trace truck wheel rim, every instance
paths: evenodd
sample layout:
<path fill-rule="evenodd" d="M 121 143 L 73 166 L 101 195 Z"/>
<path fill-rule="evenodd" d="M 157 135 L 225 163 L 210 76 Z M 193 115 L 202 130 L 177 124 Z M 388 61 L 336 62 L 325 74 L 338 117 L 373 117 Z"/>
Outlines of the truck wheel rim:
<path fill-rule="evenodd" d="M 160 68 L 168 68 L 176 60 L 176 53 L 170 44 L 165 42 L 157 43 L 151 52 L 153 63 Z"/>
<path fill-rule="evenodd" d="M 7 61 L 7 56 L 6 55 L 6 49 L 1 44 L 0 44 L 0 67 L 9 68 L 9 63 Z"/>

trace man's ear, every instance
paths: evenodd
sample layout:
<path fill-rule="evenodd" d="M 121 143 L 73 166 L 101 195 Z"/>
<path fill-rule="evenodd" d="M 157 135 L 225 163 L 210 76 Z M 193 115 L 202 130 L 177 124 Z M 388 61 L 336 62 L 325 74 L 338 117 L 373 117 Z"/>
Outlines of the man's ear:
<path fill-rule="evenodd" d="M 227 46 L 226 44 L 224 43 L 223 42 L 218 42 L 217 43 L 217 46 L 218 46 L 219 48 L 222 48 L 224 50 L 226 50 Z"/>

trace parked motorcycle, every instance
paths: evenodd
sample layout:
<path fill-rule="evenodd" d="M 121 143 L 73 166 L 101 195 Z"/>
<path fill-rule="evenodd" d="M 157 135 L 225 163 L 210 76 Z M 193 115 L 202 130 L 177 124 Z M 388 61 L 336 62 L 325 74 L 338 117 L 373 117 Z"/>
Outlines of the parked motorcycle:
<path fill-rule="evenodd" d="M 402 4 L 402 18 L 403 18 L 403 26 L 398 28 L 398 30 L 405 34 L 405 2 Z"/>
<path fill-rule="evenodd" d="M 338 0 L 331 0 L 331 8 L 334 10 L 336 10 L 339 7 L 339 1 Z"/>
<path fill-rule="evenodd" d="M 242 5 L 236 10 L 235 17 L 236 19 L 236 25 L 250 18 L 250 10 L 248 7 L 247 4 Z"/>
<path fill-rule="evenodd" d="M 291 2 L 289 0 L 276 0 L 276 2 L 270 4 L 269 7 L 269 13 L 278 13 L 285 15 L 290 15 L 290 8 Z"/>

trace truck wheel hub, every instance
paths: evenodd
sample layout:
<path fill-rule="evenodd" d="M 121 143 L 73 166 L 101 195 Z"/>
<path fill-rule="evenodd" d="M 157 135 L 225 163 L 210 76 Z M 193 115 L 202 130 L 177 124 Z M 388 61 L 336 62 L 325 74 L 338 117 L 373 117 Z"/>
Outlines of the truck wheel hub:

#### [THE REQUEST]
Extract every one of the rows above, reproducing each line verbatim and omitting none.

#### [REPLY TO THE EXERCISE]
trace truck wheel rim, every instance
paths: evenodd
sample layout:
<path fill-rule="evenodd" d="M 121 143 L 73 166 L 101 195 Z"/>
<path fill-rule="evenodd" d="M 157 135 L 225 163 L 210 76 Z M 193 115 L 202 130 L 177 124 Z M 388 61 L 336 62 L 325 74 L 338 117 L 373 117 Z"/>
Outlines of the truck wheel rim:
<path fill-rule="evenodd" d="M 160 68 L 168 68 L 176 60 L 176 53 L 170 44 L 165 42 L 157 43 L 151 52 L 153 63 Z"/>
<path fill-rule="evenodd" d="M 7 61 L 7 56 L 6 55 L 6 49 L 1 44 L 0 44 L 0 67 L 9 68 L 9 63 Z"/>

trace man's ear, every instance
paths: evenodd
sample layout:
<path fill-rule="evenodd" d="M 121 143 L 73 166 L 101 195 Z"/>
<path fill-rule="evenodd" d="M 157 135 L 225 163 L 210 76 Z M 193 115 L 202 130 L 177 124 Z M 388 61 L 336 62 L 325 74 L 338 117 L 373 117 Z"/>
Outlines of the man's ear:
<path fill-rule="evenodd" d="M 227 46 L 226 44 L 224 43 L 223 42 L 218 42 L 217 43 L 217 46 L 218 46 L 219 48 L 222 48 L 224 50 L 226 50 Z"/>

trace parked motorcycle, every instance
paths: evenodd
sample layout:
<path fill-rule="evenodd" d="M 121 143 L 73 166 L 101 195 Z"/>
<path fill-rule="evenodd" d="M 157 135 L 225 163 L 210 76 Z M 193 115 L 202 130 L 177 124 Z M 388 61 L 336 62 L 325 74 L 338 117 L 373 117 Z"/>
Outlines of the parked motorcycle:
<path fill-rule="evenodd" d="M 402 4 L 402 18 L 403 18 L 403 26 L 398 28 L 398 30 L 405 34 L 405 2 Z"/>
<path fill-rule="evenodd" d="M 338 0 L 331 0 L 331 8 L 334 10 L 336 10 L 339 7 L 339 1 Z"/>
<path fill-rule="evenodd" d="M 242 5 L 236 10 L 235 17 L 236 19 L 236 25 L 250 18 L 250 10 L 248 7 L 247 4 Z"/>
<path fill-rule="evenodd" d="M 291 2 L 289 0 L 276 0 L 276 2 L 270 4 L 269 7 L 269 13 L 278 13 L 285 15 L 290 15 L 290 8 Z"/>

trace truck wheel hub, every instance
paths: evenodd
sample layout:
<path fill-rule="evenodd" d="M 121 143 L 73 166 L 101 195 Z"/>
<path fill-rule="evenodd" d="M 157 135 L 225 163 L 210 76 Z M 193 115 L 202 130 L 177 124 Z M 388 61 L 336 62 L 325 74 L 338 117 L 373 117 Z"/>
Outlines of the truck wheel hub:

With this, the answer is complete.